We are impacted by the support of many governments for both research and healthcare. The current global
economic outlook is still uncertain as the need to control government social spending by many governments limits
opportunities for growth.

Approximately 41% of our 2022 consolidated net sales are derived from the United States and approximately 59%
are derived from international locations, with Europe being our largest international region. The international sales
are largely denominated in local currencies such as the Euro, Swiss Franc, Japanese Yen, Chinese Yuan and British
Sterling. As a result, our consolidated net sales, which are expressed in U.S. dollars, are impacted by foreign
currency fluctuations. The impact of foreign currency fluctuations on cost of sales and operating expenses from our
international manufacturing sites and operations, which are mostly denominated in local currencies, is in the
opposite direction from the foreign currency impact on sales. We regularly discuss our changes in revenue and
expense categories in terms of both changing foreign exchange rates and in terms of a currency neutral basis, if
notable, to explain the impact currency has on our results.

The consolidated financial statements as of December 31, 2021 and for the years ended December 31, 2021 and
2020 have been revised to correct prior period errors as discussed in Note 1, “Immaterial Correction to Previously
Issued Financial Statements” to our consolidated financial statements included in this Annual Report on Form 10-K.
Accordingly, Management’s Discussion and Analysis reflects the impact of those revisions.

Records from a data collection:

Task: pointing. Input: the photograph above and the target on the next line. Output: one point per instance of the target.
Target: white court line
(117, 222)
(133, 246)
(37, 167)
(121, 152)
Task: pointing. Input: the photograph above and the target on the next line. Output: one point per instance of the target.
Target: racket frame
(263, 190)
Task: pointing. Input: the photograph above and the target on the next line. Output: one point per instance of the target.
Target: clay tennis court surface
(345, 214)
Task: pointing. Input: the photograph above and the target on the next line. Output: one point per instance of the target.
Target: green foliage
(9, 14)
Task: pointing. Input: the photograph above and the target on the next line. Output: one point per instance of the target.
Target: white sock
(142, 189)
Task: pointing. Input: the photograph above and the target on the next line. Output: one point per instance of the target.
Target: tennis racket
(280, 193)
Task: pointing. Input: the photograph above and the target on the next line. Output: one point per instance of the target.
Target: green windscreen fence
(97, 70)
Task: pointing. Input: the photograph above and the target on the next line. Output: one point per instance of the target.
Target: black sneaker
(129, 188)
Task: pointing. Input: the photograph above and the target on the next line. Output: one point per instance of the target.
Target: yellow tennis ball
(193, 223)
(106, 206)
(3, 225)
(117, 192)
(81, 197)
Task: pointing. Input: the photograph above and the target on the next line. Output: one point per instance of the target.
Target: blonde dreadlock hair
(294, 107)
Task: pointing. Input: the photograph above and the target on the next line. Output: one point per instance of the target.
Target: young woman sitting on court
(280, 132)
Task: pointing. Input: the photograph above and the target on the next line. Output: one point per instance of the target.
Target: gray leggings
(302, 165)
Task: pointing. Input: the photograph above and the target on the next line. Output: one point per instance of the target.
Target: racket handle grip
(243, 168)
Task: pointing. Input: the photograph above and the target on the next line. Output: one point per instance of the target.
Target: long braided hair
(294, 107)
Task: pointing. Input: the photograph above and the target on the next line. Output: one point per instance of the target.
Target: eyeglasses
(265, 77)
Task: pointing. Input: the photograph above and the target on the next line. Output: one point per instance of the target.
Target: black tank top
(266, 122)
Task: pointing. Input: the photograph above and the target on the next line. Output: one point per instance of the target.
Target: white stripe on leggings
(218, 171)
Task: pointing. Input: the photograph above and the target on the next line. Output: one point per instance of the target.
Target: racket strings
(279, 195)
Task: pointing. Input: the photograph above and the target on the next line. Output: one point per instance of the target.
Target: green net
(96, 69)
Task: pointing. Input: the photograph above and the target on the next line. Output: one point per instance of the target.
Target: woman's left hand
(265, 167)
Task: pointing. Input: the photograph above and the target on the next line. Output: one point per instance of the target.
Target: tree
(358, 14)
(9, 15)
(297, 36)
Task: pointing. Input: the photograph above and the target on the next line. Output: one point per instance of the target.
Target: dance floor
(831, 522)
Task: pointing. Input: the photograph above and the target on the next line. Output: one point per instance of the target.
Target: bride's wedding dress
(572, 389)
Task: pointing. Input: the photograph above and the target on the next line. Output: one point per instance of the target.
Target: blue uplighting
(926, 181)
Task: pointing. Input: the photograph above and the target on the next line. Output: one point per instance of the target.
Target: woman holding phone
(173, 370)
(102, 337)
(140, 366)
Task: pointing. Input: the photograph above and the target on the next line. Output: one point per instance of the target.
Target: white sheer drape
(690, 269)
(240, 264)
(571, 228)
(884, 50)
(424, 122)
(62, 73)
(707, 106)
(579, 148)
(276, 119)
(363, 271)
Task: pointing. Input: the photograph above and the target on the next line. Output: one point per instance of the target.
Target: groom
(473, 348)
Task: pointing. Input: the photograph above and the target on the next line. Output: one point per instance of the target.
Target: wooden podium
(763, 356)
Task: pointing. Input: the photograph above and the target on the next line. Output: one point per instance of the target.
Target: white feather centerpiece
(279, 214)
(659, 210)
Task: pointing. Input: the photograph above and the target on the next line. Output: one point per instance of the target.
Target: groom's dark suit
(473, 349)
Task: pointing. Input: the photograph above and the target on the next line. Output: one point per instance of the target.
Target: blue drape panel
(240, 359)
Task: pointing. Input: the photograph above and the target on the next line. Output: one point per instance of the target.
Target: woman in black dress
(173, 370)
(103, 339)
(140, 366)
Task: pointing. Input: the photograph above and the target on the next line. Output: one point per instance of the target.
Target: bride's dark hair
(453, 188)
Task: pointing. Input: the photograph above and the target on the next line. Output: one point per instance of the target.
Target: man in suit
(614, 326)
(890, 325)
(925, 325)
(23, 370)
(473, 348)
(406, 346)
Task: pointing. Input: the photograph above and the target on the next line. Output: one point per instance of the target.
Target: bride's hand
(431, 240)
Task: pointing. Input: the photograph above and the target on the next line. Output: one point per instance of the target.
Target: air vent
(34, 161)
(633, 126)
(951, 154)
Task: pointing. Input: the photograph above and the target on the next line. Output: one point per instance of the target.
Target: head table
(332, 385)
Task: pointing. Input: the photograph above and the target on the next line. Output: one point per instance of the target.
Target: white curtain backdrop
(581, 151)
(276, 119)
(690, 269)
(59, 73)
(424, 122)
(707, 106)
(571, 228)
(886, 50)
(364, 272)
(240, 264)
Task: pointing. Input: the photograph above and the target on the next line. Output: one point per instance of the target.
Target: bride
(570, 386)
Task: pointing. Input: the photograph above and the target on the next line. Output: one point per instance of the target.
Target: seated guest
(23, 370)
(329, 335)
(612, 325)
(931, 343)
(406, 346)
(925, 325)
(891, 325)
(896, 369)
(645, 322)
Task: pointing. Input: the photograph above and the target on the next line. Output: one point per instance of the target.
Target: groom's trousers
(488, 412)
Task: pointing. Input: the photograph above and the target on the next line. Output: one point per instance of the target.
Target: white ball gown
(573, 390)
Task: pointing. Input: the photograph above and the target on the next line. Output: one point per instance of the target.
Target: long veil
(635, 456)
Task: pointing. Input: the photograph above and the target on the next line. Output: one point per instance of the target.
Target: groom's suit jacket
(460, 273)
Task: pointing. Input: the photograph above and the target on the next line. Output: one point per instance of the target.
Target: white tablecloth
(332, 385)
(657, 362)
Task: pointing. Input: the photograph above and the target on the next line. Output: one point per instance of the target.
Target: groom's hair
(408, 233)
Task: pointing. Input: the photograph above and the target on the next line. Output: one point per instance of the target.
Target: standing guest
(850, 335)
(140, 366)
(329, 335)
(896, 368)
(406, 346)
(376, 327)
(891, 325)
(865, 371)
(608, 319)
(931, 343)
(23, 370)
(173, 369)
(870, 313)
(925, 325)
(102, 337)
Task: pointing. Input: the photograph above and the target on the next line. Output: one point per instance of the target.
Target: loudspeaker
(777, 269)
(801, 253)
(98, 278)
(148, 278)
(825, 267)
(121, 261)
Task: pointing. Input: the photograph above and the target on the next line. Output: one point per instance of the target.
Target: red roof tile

Aim of the task:
According to the annual report excerpt, what share of the company's 2022 consolidated net sales came from international locations?

Output for this task:
Approximately 59%.